* **WHAT YOU NEED TO DO**
Filter the records for lines holding the string "sign".

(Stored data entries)
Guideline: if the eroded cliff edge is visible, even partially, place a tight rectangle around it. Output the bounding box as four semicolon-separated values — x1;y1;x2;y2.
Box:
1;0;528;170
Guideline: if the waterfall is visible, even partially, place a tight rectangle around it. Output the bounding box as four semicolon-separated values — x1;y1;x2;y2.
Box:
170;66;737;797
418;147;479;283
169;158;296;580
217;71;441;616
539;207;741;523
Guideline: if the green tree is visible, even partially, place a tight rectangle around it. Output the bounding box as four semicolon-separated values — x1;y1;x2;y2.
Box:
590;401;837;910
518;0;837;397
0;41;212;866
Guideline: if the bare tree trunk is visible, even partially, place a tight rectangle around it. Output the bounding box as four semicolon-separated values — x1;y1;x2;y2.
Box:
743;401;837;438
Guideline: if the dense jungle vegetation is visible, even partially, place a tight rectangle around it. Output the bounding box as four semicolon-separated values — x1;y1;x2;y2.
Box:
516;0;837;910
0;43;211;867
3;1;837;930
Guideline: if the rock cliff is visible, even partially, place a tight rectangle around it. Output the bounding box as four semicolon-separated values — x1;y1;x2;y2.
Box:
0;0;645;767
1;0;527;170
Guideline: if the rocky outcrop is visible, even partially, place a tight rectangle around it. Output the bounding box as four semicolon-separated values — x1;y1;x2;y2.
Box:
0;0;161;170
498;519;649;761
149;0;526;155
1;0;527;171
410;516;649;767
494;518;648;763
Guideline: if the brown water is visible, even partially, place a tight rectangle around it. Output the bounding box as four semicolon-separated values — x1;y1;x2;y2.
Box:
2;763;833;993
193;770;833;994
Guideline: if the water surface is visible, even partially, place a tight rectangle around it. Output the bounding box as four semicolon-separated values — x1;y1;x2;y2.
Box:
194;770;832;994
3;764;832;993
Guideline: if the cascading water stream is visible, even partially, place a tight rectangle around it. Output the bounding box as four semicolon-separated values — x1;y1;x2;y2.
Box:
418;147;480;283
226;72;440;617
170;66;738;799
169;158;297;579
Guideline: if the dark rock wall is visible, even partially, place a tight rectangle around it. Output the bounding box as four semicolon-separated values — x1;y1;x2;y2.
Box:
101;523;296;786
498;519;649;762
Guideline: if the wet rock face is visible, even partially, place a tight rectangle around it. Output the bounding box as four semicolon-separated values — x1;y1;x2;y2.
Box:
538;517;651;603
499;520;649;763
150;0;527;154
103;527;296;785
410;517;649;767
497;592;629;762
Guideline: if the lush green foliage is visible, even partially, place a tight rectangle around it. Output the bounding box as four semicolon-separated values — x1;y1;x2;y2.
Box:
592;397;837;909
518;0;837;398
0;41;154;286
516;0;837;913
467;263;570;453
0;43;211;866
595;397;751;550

...

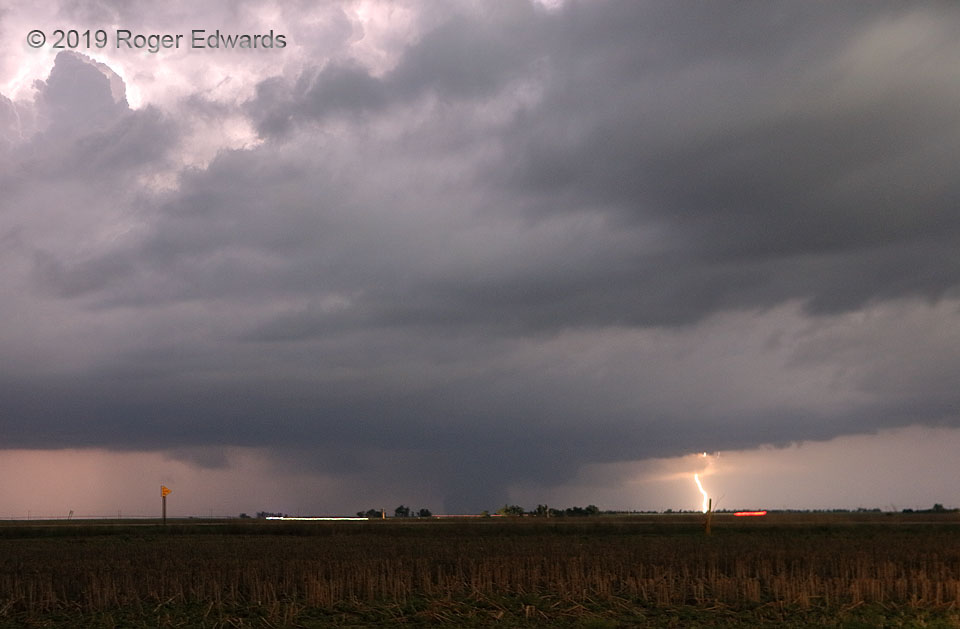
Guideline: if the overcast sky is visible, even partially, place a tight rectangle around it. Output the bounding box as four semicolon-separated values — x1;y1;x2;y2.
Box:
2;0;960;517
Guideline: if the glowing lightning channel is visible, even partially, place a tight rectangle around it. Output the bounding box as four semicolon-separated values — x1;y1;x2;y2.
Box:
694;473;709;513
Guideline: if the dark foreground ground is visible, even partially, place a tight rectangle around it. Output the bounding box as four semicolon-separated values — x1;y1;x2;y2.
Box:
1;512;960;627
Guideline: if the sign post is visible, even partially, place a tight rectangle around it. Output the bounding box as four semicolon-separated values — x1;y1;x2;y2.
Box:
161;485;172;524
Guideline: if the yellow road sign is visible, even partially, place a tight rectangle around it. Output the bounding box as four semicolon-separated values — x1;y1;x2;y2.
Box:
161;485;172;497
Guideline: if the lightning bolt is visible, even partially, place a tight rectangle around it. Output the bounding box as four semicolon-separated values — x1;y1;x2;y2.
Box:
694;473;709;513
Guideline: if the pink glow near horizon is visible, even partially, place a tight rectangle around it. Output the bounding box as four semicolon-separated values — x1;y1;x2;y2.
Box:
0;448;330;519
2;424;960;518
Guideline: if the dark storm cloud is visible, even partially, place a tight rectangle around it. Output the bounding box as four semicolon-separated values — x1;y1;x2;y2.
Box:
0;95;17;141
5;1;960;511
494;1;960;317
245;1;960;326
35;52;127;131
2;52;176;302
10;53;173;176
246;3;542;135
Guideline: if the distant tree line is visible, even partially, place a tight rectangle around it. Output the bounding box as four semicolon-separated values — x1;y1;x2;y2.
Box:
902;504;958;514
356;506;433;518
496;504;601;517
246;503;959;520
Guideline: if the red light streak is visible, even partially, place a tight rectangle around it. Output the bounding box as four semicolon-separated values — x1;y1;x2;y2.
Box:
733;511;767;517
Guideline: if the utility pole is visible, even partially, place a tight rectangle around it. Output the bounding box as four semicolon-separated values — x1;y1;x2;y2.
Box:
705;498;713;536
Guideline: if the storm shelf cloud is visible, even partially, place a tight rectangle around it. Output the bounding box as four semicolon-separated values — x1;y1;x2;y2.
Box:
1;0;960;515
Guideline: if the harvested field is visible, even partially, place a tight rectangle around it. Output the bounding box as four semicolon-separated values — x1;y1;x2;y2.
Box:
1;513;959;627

* **ANSWER SECTION**
Guideline: if the sign post is visible, even partially, place a tight rectangle around it. Output the bounding box as four semicolon-separated values — x1;y1;x2;y2.
Guideline: if the yellow road sign is visible, even partially, place a tight rectangle around it. Output the bounding box as four semicolon-separated values — x1;y1;x2;y2.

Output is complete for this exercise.